READING PASSAGE:
• • • • • • •

Using the CMR API and asyncio for fast CMR Queries


Summary

This tutorial demonstrates how to effectively perform queries and extract data download Uniform Resource Locators (URLs) for every Common Metadata Repository (CMR) metadata record within a NASA Earthdata collection. Two examples are shown. The first highlight making sequential requests for data URLs associated with specified collections. The second example demonstrates the how to leverages Python’s asyncio package to perform bulk parallel requests for the same information and highlights the increase in speed when doing so. The NASA Earthdata collections highlighted here are Harmonized Landsat Sentinel-2 Operational Land Imager Surface Refleactance and TOA Brightness Daily Global 30m (HLSL30.002) and Harmonized Landsat Sentinel-2 Multi-spectral Instrument Surface Reflactance Daily Global 30m (HLSS30.002).

What is CMR?

• • • • • • •

ENTRIES:

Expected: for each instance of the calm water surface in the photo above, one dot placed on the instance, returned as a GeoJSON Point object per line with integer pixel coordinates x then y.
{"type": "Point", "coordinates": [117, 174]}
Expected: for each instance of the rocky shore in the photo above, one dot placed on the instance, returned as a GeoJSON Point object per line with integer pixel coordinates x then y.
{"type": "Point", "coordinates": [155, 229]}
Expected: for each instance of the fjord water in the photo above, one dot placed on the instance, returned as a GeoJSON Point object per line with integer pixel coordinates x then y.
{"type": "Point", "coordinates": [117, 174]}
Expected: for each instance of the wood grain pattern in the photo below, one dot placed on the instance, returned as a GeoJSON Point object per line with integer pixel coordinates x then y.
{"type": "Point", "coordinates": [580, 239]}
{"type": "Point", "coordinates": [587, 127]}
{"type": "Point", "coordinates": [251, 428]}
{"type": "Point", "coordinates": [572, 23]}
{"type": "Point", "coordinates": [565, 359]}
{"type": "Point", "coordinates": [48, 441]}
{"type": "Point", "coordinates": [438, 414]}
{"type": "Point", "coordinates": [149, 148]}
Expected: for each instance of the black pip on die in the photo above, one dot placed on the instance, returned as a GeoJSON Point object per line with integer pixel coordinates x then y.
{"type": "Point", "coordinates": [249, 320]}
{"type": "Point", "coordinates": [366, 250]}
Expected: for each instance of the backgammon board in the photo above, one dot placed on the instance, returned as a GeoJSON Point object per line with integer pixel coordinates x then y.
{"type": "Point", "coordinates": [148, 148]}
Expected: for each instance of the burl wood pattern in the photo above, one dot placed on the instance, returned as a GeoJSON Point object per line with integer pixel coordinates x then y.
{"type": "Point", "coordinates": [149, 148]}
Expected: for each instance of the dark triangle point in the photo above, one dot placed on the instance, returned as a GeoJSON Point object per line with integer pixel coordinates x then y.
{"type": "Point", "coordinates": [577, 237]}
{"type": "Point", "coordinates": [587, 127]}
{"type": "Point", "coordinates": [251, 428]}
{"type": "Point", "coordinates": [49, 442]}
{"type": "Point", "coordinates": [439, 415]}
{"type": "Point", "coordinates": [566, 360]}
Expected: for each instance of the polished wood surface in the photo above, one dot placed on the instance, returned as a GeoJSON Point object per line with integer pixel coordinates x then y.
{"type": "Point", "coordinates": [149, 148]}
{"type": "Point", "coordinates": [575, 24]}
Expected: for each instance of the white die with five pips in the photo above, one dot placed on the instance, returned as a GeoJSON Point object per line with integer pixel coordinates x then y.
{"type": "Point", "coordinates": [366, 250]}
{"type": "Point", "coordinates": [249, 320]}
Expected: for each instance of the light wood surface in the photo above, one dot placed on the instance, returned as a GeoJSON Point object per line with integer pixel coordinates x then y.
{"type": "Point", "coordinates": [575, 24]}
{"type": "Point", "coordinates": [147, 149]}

• • • • • • •

WHAT YOU WILL DO:
a – Please write out the passage of the CMR query tutorial above from "This tutorial demonstrates" to "Global 30m (HLSS30.002).".
b – Resume the CMR query tutorial above, starting right after its final heading, "What is CMR?"

OUTPUTS BY TASK:
a –
This tutorial demonstrates how to effectively perform queries and extract data download Uniform Resource Locators (URLs) for every Common Metadata Repository (CMR) metadata record within a NASA Earthdata collection. Two examples are shown. The first highlight making sequential requests for data URLs associated with specified collections. The second example demonstrates the how to leverages Python’s asyncio package to perform bulk parallel requests for the same information and highlights the increase in speed when doing so. The NASA Earthdata collections highlighted here are Harmonized Landsat Sentinel-2 Operational Land Imager Surface Refleactance and TOA Brightness Daily Global 30m (HLSL30.002) and Harmonized Landsat Sentinel-2 Multi-spectral Instrument Surface Reflactance Daily Global 30m (HLSS30.002).

b –
The CMR is a metadata system that catalogs NASA’s Earth Observing System Data and Information System (EOSDIS) data and associated metadata. The CMR Application Programming Interface (API) provides programatic search capabilities through CMR’s vast metadata holdings using various parameters and keywords. When querying NASA’s CMR, there is a limit of 1 million granule matched with only 2000 granules returned per page. This guide shows how to search for CMR records using the CMR API and create a list of download URLs. This guide also shows how to leverage asynchronous, or parallel requests, to increase the speed of this process. The example below leverages the Harmonized Landsat Sentinel-2 collection archived by NASA’s LP DAAC to demonstrate how to use Python’s asyncio to perform large queries again NASA’s CMR.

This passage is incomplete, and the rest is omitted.